§ **ABOUT THIS TASK**: Everything from the first line of the material below through the line containing "Target: pendant light fixture" must be retyped exactly, and nothing past it.

-- Opening Marker --

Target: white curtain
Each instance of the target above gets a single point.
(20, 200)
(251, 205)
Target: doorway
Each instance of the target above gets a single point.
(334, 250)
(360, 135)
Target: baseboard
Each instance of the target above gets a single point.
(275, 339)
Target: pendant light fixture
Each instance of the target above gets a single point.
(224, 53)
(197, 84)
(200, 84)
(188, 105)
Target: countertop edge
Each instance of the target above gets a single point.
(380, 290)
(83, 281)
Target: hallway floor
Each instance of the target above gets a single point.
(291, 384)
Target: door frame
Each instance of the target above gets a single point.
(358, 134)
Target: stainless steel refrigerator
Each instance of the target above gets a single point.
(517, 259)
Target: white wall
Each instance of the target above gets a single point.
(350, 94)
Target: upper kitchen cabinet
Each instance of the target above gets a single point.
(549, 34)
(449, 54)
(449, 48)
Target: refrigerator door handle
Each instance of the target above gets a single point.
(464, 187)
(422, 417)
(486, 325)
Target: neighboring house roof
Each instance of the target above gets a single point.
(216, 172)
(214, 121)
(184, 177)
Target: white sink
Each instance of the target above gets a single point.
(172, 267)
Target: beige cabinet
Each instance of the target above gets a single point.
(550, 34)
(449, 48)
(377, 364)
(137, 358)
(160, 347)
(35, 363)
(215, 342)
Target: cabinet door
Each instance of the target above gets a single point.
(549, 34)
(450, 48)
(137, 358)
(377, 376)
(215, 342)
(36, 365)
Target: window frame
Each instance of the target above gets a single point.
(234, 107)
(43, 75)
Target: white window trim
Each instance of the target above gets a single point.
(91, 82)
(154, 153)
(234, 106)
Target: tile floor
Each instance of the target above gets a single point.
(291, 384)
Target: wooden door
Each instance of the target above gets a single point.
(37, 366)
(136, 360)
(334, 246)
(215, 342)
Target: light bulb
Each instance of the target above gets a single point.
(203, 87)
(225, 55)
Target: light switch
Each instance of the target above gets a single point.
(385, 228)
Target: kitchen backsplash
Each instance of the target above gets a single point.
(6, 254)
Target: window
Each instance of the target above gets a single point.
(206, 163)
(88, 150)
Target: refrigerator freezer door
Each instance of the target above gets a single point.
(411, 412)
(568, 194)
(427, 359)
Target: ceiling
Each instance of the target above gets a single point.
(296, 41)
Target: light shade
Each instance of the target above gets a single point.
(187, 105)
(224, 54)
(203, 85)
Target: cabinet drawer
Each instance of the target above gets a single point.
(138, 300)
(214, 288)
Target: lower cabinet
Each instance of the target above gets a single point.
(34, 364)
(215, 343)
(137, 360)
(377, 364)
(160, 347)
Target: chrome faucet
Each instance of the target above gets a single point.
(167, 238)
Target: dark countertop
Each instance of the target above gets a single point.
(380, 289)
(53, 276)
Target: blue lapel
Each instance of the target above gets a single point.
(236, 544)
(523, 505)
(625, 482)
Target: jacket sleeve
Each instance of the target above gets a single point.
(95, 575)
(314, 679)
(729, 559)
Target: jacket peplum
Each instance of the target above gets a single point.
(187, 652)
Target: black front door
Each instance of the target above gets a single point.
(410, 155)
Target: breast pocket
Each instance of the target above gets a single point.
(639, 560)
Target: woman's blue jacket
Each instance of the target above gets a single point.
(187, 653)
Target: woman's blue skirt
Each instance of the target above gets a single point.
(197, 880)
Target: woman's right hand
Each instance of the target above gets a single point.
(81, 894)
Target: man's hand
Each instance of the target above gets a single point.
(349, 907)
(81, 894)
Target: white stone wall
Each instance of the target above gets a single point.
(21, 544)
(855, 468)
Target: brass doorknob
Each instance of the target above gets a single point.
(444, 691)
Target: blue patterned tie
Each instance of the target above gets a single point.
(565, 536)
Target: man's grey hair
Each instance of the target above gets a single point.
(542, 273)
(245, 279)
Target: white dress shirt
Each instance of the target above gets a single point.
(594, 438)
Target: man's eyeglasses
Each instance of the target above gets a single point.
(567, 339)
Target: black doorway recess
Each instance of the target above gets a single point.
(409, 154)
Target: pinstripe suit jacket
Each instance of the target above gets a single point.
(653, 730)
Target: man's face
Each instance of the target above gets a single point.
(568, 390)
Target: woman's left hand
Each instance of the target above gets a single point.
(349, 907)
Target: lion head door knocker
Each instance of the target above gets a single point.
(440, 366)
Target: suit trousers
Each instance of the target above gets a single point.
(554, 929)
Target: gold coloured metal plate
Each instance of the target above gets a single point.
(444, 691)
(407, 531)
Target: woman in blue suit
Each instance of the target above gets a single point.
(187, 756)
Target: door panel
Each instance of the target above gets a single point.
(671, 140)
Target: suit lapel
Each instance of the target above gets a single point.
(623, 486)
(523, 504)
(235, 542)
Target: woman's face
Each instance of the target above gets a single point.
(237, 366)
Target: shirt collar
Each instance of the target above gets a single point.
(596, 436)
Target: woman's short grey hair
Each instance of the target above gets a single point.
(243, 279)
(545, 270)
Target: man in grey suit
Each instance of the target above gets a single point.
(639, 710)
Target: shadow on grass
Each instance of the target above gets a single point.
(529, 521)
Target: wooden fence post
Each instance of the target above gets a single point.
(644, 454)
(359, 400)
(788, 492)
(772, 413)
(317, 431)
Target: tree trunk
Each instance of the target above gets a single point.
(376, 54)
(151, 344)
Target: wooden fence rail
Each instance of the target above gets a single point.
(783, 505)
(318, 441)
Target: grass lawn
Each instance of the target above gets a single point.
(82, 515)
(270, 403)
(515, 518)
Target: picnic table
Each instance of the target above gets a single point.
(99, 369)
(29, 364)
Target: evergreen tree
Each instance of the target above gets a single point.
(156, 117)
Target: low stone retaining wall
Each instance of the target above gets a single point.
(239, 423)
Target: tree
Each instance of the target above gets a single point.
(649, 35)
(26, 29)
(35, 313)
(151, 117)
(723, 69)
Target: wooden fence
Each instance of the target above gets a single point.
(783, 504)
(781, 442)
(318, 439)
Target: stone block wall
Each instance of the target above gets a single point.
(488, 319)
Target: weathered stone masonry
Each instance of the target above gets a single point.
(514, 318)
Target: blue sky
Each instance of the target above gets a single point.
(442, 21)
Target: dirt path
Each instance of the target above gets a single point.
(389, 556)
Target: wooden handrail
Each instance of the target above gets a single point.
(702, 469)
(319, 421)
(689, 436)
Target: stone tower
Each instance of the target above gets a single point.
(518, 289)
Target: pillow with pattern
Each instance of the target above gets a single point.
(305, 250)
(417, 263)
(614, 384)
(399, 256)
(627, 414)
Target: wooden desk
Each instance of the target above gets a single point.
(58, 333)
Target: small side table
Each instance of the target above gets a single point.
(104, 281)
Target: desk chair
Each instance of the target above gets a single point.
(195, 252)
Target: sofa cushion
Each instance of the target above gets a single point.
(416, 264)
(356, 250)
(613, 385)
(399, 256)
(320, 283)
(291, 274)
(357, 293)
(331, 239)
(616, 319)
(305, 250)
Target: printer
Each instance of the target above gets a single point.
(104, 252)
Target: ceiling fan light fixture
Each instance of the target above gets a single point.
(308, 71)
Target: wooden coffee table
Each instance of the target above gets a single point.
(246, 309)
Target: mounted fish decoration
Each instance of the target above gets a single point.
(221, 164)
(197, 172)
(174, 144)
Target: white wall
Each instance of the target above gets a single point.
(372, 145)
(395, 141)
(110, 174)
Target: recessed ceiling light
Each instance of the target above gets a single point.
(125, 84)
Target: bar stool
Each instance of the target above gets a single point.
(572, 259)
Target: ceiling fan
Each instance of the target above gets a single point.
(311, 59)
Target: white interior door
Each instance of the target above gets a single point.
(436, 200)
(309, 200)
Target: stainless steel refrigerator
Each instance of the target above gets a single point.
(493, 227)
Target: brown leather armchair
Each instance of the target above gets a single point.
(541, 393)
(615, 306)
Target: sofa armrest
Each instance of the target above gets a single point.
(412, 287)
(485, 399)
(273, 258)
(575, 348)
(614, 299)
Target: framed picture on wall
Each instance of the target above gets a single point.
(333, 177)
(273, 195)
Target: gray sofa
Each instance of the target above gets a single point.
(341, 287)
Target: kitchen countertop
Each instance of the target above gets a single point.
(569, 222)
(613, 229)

-- Closing Marker --

§ **RESPONSE TO THE TASK**:
Target: white curtain
Each instance of the target above gets a single point.
(20, 200)
(251, 205)
Target: doorway
Each instance of the target above gets a single point.
(334, 250)
(360, 135)
Target: baseboard
Each instance of the target above gets a single point.
(275, 339)
Target: pendant light fixture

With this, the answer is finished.